EXTRACTED TEXT:
:::::

Yet public and private funding for research lag far behind other neurological
afflictions, at $35 a patient (compared, for instance, with $129 for Alzheimer's
and $280 for multiple sclerosis). It is time to remedy that gap, and to raise
epilepsy to the front ranks of public and medical concern.
There is cause for hope. Science is unraveling more and more of the mysteries
of the brain, and perhaps the source of the cataclysmic electrical storms of
epilepsy will yield its secrets. Such, at least, is the aim of Sen. Edward M.
Kennedy, who is considering a major bill to support enhanced research that will
fund more work toward a cure, and of a resolute band of advocates that includes
the man who sits nearest the Oval Office in the West Wing. White House senior
adviser David Axelrod and his wife, Susan, are the parents of Lauren, a
27-year-old who began suffering seizures when she was 7 months old. Mrs.
Axelrod, who contributes a piece in the following pages, is a founding board
member and president of CURE—Citizens United for Research in Epilepsy. The
group's mission is clear from the acronym: to learn everything we can about
epilepsy in search of a cure.

:::::

Referring expression data:
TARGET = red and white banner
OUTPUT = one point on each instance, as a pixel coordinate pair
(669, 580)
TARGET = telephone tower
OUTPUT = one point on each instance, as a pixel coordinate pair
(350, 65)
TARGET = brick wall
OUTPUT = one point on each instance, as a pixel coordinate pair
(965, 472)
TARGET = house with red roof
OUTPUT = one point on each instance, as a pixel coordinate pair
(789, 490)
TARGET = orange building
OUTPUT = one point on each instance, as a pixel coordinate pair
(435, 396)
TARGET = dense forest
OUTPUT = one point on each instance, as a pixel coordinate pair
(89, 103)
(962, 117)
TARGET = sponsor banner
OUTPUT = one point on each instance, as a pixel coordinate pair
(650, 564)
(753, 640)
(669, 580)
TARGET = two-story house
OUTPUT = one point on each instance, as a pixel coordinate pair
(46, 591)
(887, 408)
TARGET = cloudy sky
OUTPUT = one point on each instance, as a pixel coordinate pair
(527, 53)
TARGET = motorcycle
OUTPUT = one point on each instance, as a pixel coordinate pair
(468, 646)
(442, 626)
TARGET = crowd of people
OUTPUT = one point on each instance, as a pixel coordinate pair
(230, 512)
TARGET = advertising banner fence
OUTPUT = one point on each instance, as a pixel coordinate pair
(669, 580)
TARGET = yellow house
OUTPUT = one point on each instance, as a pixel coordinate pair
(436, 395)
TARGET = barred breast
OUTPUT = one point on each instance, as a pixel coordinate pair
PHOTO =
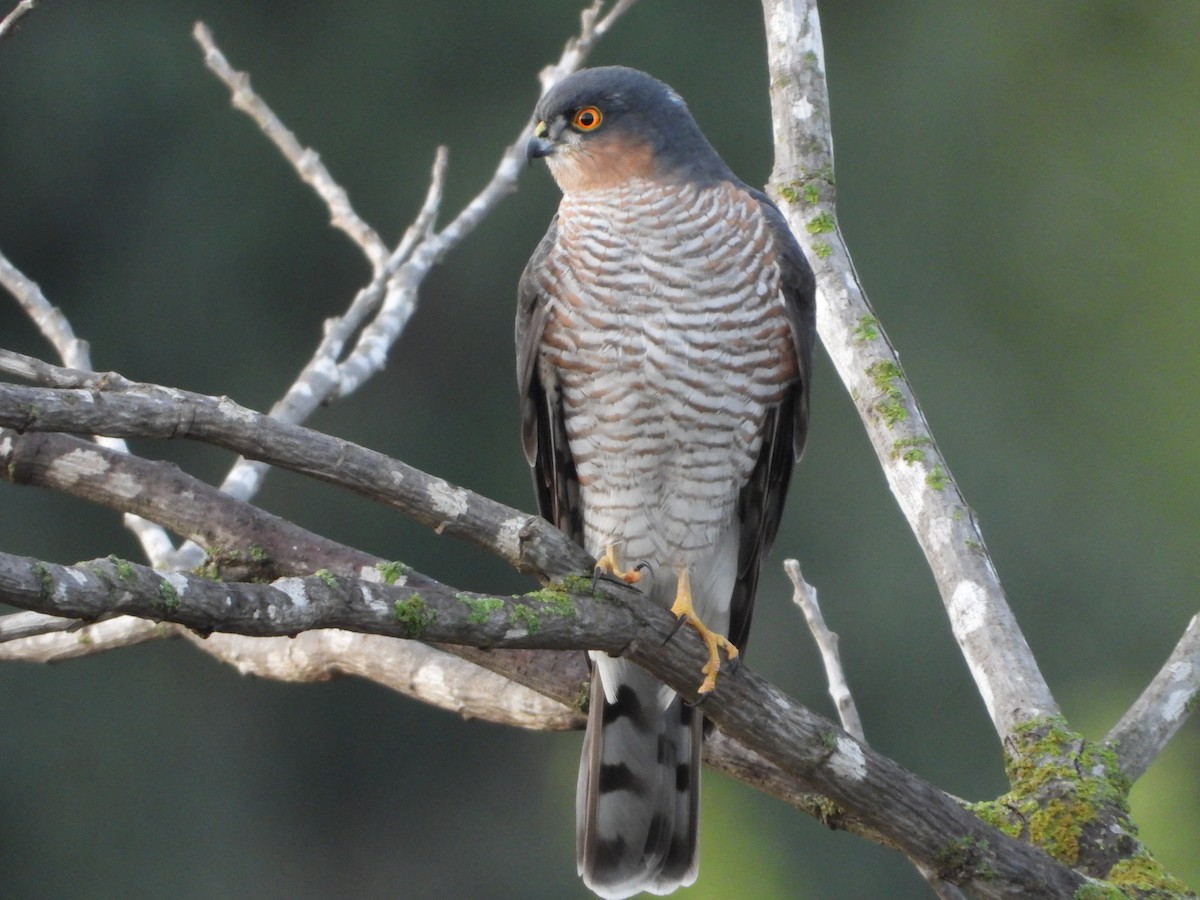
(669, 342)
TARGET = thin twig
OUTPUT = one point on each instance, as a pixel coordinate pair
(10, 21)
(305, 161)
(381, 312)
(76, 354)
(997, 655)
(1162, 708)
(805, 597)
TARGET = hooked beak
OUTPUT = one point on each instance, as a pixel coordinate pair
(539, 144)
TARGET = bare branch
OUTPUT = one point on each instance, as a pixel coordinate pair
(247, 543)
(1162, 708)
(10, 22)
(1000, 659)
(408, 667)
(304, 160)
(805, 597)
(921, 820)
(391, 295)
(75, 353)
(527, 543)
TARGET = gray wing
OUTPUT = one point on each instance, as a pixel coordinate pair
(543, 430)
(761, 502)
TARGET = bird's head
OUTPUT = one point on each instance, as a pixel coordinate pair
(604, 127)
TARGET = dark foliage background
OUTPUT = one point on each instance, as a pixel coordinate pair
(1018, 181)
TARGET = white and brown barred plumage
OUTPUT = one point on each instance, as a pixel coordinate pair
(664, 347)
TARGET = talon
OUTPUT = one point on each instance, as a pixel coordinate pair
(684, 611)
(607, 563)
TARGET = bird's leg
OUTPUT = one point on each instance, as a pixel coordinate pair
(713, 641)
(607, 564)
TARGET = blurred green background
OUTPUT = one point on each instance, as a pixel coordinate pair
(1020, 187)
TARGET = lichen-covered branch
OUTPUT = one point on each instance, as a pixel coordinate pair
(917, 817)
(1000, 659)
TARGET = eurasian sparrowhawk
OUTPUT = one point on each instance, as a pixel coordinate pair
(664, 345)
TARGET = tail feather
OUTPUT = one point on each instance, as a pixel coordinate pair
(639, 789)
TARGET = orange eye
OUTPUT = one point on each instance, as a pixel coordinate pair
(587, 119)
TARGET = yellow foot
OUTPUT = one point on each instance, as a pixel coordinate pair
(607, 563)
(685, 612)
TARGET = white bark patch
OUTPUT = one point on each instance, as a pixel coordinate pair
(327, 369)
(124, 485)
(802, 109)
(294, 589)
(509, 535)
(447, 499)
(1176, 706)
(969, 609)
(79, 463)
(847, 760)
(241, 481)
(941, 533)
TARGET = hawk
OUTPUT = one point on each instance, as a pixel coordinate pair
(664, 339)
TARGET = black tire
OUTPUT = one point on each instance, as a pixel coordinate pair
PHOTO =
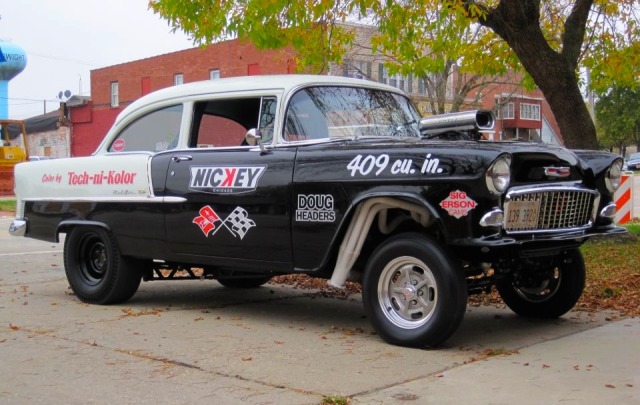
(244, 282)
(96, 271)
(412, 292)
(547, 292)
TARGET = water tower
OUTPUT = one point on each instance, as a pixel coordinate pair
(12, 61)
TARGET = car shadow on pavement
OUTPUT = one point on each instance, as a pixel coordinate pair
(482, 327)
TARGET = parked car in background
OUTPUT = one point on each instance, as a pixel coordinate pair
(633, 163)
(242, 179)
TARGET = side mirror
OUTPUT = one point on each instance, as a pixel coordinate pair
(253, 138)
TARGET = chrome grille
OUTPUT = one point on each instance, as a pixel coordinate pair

:::::

TASK A:
Retype the epilepsy passage between "There is cause" and "Sen. Edward M.", inclusive.
TASK B:
In the epilepsy passage, what is the research funding per patient for multiple sclerosis?
TASK C:
Can you carry on the epilepsy passage from its last sentence?

TASK RESPONSE A:
There is cause for hope. Science is unraveling more and more of the mysteries
of the brain, and perhaps the source of the cataclysmic electrical storms of
epilepsy will yield its secrets. Such, at least, is the aim of Sen. Edward M.

TASK RESPONSE B:
$280

TASK RESPONSE C:
Epilepsy is an ancient brain disorder, and different cultures at different
times have veered between considering it a disease or thinking of it as a sign
of demonic possession. Around 400 B.C., Hippocrates defined it as a physical,
not a spirit, affliction, writing of what was then called "the Sacred Disease":
"It appears to me to be nowise more divine nor more sacred than other diseases,
but has a natural cause like other affections." Julius Caesar suffered from it;
Jesus cured people with epilepsy in Gospel accounts of his ministry. The word
itself is derived from the Latin epilepsia, which means "to take hold of." In
1604, Shakespeare has Othello suffer a kind of seizure as Iago works him into a
frenzy of jealousy: "My lord is fall'n into an epilepsy," Iago tells Cassius.
Seizures played a role in convicting suspected witches through the ages. Well
into the 20th century, some states had sterilization laws that applied to people
with epilepsy, and several more forbade those with epilepsy from marrying. In
1956, Roscoe L. Barrow and Howard D. Fabing published "Epilepsy and the Law: A
Proposal for Legal Reform in the Light of Medical Progress," a book that helped
lead to the repeal of many sterilization and antimarriage laws.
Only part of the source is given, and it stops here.